*What to do*.
[a] According to the passage on the end of the software release cycle, how often does Flickr deploy new builds?
[b] Continue the passage on the end of the software release cycle, starting after its final sentence.

*Passage provided*.

4. End of the Software Release Cycle

As noted above in the discussion of Google vs. Netscape, one of the defining characteristics of internet era software is that it is delivered as a service, not as a product. This fact leads to a number of fundamental changes in the business model of such a company:

  1. Operations must become a core competency. Google's or Yahoo!'s expertise in product development must be matched by an expertise in daily operations. So fundamental is the shift from software as artifact to software as service that the software will cease to perform unless it is maintained on a daily basis. Google must continuously crawl the web and update its indices, continuously filter out link spam and other attempts to influence its results, continuously and dynamically respond to hundreds of millions of asynchronous user queries, simultaneously matching them with context-appropriate advertisements.

    It's no accident that Google's system administration, networking, and load balancing techniques are perhaps even more closely guarded secrets than their search algorithms. Google's success at automating these processes is a key part of their cost advantage over competitors.

    It's also no accident that scripting languages such as Perl, Python, PHP, and now Ruby, play such a large role at web 2.0 companies. Perl was famously described by Hassan Schroeder, Sun's first webmaster, as "the duct tape of the internet." Dynamic languages (often called scripting languages and looked down on by the software engineers of the era of software artifacts) are the tool of choice for system and network administrators, as well as application developers building dynamic systems that require constant change.

  2. Users must be treated as co-developers, in a reflection of open source development practices (even if the software in question is unlikely to be released under an open source license.) The open source dictum, "release early and release often" in fact has morphed into an even more radical position, "the perpetual beta," in which the product is developed in the open, with new features slipstreamed in on a monthly, weekly, or even daily basis. It's no accident that services such as Gmail, Google Maps, Flickr, del.icio.us, and the like may be expected to bear a "Beta" logo for years at a time.

    Real time monitoring of user behavior to see just which new features are used, and how they are used, thus becomes another required core competency. A web developer at a major online service remarked: "We put up two or three new features on some part of the site every day, and if users don't adopt them, we take them down. If they like them, we roll them out to the entire site."

    Cal Henderson, the lead developer of Flickr, recently revealed that they deploy new builds up to every half hour. This is clearly a radically different development model! While not all web applications are developed in as extreme a style as Flickr, almost all web applications have a development cycle that is radically unlike anything from the PC or client-server era. It is for this reason that a recent ZDnet editorial concluded that Microsoft won't be able to beat Google: "Microsoft's business model depends on everyone upgrading their computing environment every two to three years. Google's depends on everyone exploring what's new in their computing environment every day."

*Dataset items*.
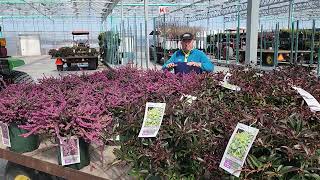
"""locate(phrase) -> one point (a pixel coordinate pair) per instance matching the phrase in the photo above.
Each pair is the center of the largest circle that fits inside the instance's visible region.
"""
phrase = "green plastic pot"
(84, 155)
(21, 144)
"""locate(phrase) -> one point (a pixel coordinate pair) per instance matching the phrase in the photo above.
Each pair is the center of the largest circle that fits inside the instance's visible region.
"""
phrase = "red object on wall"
(3, 52)
(59, 61)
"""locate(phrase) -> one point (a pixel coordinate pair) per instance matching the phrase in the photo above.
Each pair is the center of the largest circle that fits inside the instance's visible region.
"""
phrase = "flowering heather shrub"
(192, 138)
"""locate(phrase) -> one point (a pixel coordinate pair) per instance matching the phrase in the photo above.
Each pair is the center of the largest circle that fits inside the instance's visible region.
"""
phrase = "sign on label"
(163, 10)
(152, 119)
(5, 134)
(238, 148)
(69, 151)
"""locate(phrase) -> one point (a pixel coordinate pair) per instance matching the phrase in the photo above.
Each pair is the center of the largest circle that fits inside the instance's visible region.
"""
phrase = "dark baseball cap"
(186, 36)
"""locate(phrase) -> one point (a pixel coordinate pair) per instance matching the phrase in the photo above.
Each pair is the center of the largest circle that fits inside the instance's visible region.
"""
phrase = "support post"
(312, 41)
(290, 20)
(252, 31)
(147, 53)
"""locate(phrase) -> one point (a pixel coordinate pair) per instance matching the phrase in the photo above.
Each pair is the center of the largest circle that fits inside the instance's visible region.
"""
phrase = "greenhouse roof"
(192, 9)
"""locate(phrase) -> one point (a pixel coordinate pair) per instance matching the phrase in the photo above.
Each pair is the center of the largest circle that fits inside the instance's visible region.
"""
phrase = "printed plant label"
(152, 119)
(310, 100)
(238, 148)
(69, 151)
(227, 85)
(5, 134)
(230, 86)
(188, 98)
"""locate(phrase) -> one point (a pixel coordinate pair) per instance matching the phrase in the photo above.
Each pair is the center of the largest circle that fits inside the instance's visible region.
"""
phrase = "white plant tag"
(230, 86)
(189, 98)
(238, 148)
(5, 134)
(69, 151)
(310, 100)
(152, 119)
(227, 85)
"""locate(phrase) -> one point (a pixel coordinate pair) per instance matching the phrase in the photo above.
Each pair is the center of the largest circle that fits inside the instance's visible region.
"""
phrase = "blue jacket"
(194, 56)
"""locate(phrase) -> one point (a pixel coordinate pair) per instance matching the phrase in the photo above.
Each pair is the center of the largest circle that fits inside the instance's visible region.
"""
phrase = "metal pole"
(261, 44)
(136, 37)
(276, 48)
(238, 33)
(252, 31)
(292, 42)
(165, 37)
(228, 45)
(146, 32)
(141, 57)
(297, 45)
(312, 40)
(154, 43)
(318, 69)
(220, 47)
(290, 20)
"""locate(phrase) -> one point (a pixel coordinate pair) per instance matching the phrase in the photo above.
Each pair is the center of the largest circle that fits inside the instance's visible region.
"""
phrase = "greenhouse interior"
(160, 89)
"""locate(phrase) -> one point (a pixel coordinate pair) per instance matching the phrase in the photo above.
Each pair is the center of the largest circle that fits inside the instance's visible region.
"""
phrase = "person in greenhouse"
(189, 56)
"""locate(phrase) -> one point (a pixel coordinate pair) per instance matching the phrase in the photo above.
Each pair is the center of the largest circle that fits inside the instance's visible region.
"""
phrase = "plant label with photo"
(310, 100)
(5, 134)
(152, 119)
(230, 86)
(227, 85)
(69, 151)
(188, 98)
(238, 148)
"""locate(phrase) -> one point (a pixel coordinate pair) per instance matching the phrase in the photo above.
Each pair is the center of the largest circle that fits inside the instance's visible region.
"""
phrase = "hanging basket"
(21, 144)
(84, 155)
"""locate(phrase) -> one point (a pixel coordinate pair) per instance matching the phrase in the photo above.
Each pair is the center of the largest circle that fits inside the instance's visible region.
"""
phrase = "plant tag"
(69, 151)
(152, 119)
(5, 134)
(230, 86)
(227, 85)
(310, 100)
(188, 98)
(238, 148)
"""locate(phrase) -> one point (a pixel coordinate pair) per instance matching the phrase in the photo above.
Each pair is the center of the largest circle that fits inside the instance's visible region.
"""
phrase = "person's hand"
(171, 65)
(194, 64)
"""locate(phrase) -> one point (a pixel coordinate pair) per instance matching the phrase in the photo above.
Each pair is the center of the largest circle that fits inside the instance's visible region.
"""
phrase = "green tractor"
(7, 64)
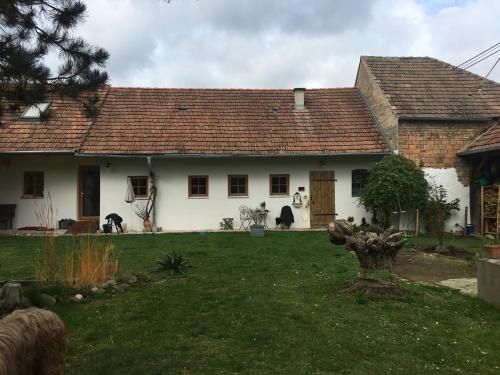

*Answers for this exercise*.
[a] Up to every half hour.

[b]
While Microsoft has demonstrated enormous ability to learn from and ultimately best its competition, there's no question that this time, the competition will require Microsoft (and by extension, every other existing software company) to become a deeply different kind of company. Native Web 2.0 companies enjoy a natural advantage, as they don't have old patterns (and corresponding business models and revenue sources) to shed.

A Web 2.0 Investment Thesis

Venture capitalist Paul Kedrosky writes: "The key is to find the actionable investments where you disagree with the consensus". It's interesting to see how each Web 2.0 facet involves disagreeing with the consensus: everyone was emphasizing keeping data private, Flickr/Napster/et al. make it public. It's not just disagreeing to be disagreeable (pet food! online!), it's disagreeing where you can build something out of the differences. Flickr builds communities, Napster built breadth of collection.

Another way to look at it is that the successful companies all give up something expensive but considered critical to get something valuable for free that was once expensive. For example, Wikipedia gives up central editorial control in return for speed and breadth. Napster gave up on the idea of "the catalog" (all the songs the vendor was selling) and got breadth. Amazon gave up on the idea of having a physical storefront but got to serve the entire world. Google gave up on the big customers (initially) and got the 80% whose needs weren't being met. There's something very aikido (using your opponent's force against them) in saying "you know, you're right--absolutely anyone in the whole world CAN update this article. And guess what, that's bad news for you."

--Nat Torkington

5. Lightweight Programming Models

Once the idea of web services became au courant, large companies jumped into the fray with a complex web services stack designed to create highly reliable programming environments for distributed applications.

But much as the web succeeded precisely because it overthrew much of hypertext theory, substituting a simple pragmatism for ideal design, RSS has become perhaps the single most widely deployed web service because of its simplicity, while the complex corporate web services stacks have yet to achieve wide deployment.

Similarly, Amazon.com's web services are provided in two forms: one adhering to the formalisms of the SOAP (Simple Object Access Protocol) web services stack, the other simply providing XML data over HTTP, in a lightweight approach sometimes referred to as REST (Representational State Transfer). While high value B2B connections (like those between Amazon and retail partners like ToysRUs) use the SOAP stack, Amazon reports that 95% of the usage is of the lightweight REST service.

This same quest for simplicity can be seen in other "organic" web services. Google's recent release of Google Maps is a case in point. Google Maps' simple AJAX (Javascript and XML) interface was quickly decrypted by hackers, who then proceeded to remix the data into new services.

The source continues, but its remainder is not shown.